Could you retype exactly the lines running from the line with "each like [76,122]." to the end of the data, both included, and nothing else?

────────────────

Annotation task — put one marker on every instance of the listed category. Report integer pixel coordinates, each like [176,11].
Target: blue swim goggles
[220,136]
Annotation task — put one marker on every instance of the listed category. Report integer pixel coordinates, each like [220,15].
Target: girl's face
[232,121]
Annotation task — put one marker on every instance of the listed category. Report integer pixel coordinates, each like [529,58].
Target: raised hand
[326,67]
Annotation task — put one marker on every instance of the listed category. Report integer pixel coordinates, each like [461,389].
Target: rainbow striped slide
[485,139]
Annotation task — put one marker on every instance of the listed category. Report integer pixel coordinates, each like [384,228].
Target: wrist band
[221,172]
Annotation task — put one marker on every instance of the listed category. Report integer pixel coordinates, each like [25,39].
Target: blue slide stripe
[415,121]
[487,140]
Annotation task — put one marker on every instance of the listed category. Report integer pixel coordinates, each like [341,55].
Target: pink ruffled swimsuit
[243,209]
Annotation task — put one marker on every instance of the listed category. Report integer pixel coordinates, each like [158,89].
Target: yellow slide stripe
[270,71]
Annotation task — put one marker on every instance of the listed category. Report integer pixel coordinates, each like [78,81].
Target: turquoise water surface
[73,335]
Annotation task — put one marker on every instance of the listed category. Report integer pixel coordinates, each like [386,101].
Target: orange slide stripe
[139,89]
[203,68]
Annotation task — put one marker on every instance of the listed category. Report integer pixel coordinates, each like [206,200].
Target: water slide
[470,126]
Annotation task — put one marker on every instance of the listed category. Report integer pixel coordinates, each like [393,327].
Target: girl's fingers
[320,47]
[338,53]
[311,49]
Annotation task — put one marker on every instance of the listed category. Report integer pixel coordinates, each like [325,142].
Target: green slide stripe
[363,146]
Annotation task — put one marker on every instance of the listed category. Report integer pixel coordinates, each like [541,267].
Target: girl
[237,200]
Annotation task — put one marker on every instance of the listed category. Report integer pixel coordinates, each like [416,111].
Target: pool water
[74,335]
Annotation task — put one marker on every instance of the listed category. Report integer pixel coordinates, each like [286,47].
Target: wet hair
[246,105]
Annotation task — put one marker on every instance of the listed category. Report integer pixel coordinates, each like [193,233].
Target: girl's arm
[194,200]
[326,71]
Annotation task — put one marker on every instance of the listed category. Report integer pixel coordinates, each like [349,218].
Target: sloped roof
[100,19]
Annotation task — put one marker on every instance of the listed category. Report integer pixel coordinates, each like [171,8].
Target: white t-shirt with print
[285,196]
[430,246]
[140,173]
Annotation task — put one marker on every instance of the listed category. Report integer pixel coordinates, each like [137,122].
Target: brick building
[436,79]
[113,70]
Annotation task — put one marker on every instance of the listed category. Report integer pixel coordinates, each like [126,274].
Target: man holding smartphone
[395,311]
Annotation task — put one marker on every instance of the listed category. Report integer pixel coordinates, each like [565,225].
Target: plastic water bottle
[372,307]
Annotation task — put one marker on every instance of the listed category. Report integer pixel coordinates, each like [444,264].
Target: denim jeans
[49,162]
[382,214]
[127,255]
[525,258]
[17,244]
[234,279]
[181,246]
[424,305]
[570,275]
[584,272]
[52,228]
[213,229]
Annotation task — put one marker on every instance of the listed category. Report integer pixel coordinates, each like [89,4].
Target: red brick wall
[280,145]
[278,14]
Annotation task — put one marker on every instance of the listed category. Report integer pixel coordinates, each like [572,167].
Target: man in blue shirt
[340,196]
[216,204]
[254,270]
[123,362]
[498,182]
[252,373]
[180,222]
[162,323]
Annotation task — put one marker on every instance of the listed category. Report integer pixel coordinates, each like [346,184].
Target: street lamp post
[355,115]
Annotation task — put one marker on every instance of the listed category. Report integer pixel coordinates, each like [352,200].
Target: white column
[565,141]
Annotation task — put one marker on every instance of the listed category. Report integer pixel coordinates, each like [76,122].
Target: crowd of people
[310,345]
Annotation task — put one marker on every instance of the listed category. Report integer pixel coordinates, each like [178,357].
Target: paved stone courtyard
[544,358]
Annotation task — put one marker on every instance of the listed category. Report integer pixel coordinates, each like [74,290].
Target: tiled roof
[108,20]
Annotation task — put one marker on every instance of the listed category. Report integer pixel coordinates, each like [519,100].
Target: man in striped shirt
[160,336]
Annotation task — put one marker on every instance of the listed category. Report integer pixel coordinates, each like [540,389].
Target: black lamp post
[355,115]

────────────────

(SOLVED PROBLEM)
Annotation task — put one marker on every instance of the listed category. Report integer pixel coordinates, each like [76,122].
Target: crowd of people
[310,345]
Annotation task — put one marker on every instance of the listed category. Report integer pixel coordinates, each like [178,357].
Target: paved stone courtyard
[544,358]
Annotation task — put one marker on every instance of the listed category. Report integer pixel coordinates, each like [74,290].
Target: tiled roof
[108,20]
Annotation task — put one marker on every instance of the listed category. Report integer pixel coordinates, each like [519,100].
Target: man in striped shirt
[160,336]
Annotation task — put one marker on every instance of the listed category. Report integer pixel coordinates, each like [540,389].
Target: black lamp post
[355,115]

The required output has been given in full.